┌──

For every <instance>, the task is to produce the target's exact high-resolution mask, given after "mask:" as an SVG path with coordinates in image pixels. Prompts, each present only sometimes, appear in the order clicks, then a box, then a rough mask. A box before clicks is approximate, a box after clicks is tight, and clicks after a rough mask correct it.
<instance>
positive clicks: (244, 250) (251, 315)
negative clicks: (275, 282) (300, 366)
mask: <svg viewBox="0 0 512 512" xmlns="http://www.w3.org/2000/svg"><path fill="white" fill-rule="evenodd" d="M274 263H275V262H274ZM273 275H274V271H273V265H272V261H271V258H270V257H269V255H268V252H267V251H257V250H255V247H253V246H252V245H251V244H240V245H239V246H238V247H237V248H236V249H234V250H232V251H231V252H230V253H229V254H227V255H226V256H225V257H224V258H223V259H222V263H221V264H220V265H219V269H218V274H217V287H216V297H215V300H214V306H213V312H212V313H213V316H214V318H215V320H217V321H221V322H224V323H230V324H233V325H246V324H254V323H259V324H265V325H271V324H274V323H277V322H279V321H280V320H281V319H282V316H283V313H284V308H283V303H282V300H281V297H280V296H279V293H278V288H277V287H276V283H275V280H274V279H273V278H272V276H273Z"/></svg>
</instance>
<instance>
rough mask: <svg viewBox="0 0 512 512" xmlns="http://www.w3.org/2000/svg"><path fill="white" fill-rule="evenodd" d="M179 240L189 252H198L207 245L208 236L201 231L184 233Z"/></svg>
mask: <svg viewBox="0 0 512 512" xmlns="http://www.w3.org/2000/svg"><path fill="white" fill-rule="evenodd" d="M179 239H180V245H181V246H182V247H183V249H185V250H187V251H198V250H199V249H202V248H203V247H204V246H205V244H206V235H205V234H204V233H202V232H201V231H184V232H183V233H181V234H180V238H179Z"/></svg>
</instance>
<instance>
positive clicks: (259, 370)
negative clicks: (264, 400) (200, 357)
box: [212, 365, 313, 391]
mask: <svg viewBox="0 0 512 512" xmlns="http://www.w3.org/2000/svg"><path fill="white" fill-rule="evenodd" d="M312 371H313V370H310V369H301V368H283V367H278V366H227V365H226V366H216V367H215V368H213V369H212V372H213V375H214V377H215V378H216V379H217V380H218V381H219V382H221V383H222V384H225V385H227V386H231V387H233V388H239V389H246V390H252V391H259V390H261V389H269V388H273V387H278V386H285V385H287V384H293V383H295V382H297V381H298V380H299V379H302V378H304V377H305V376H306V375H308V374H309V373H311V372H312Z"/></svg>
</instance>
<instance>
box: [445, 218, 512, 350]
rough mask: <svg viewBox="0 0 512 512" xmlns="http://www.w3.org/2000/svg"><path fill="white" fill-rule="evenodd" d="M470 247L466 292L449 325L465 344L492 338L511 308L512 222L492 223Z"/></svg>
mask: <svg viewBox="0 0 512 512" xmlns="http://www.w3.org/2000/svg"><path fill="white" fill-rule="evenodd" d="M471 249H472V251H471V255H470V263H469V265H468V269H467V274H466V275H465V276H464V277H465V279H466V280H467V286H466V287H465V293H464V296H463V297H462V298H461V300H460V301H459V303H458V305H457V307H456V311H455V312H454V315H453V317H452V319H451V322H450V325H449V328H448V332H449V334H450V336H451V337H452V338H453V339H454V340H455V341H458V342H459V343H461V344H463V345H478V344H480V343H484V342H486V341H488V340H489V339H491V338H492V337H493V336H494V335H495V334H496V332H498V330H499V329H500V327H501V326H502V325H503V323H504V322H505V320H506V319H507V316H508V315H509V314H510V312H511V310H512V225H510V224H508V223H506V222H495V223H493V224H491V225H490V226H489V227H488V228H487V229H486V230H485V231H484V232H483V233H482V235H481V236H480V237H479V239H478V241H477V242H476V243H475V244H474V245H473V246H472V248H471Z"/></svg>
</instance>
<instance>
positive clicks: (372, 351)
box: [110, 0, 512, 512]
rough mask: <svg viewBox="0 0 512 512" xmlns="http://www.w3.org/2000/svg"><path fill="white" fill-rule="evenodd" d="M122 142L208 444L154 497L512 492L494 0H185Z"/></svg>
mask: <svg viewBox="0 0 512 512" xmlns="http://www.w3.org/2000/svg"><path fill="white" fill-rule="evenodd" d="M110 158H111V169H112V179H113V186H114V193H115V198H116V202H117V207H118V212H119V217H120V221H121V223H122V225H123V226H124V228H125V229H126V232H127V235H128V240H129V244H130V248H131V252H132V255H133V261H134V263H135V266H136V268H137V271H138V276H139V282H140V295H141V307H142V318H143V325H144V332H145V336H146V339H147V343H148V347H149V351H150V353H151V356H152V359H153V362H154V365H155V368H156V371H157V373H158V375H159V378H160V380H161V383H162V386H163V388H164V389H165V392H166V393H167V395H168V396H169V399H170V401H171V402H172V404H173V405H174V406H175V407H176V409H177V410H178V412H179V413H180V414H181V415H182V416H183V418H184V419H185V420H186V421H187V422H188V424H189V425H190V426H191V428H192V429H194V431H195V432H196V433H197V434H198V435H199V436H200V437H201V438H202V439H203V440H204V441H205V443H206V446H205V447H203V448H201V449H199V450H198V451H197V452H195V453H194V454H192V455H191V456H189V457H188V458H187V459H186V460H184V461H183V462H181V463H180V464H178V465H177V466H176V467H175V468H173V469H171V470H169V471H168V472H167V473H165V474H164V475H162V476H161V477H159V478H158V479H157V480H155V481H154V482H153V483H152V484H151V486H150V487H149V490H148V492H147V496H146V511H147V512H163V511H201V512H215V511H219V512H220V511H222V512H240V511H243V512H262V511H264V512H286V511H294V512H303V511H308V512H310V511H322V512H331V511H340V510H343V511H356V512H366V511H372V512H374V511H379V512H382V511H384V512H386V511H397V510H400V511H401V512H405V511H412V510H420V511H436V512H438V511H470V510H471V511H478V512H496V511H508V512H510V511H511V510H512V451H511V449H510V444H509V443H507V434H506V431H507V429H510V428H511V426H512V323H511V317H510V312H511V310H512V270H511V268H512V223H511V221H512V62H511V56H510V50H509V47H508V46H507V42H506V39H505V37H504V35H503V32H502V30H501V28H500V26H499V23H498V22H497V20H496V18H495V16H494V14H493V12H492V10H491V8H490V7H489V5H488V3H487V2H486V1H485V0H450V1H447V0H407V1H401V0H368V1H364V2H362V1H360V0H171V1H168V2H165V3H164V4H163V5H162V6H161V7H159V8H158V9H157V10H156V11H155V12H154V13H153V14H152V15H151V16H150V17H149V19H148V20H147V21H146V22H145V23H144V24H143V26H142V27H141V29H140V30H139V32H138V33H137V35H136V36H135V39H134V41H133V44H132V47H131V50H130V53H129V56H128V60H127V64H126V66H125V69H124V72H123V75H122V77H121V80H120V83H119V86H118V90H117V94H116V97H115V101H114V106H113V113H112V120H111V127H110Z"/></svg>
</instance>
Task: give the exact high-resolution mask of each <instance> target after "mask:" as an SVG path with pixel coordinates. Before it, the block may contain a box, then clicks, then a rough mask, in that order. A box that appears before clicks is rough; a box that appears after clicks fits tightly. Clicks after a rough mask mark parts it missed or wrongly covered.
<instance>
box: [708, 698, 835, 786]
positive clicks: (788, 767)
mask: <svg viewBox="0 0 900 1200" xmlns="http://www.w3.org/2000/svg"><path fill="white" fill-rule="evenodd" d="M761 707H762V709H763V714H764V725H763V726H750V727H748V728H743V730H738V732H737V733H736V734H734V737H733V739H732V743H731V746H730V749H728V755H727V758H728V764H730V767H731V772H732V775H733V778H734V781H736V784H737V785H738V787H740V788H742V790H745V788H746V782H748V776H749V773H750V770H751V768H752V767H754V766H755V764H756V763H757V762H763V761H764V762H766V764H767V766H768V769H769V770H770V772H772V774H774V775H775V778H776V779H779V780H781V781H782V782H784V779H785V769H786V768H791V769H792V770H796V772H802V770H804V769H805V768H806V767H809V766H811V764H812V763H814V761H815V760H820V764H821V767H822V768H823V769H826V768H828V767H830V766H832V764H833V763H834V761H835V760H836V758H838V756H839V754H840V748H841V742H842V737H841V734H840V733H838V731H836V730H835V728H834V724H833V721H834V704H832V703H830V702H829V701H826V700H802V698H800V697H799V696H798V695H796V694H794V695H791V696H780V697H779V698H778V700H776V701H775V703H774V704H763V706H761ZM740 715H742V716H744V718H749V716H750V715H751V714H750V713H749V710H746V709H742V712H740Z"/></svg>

└──

WORK TO COMPLETE: In the listing above, find the line with "positive clicks: (259, 370)" and the line with "negative clicks: (264, 400) (200, 357)", then reproduce both and every line between them exactly.

OUTPUT FOR THIS TASK:
positive clicks: (259, 370)
negative clicks: (264, 400) (200, 357)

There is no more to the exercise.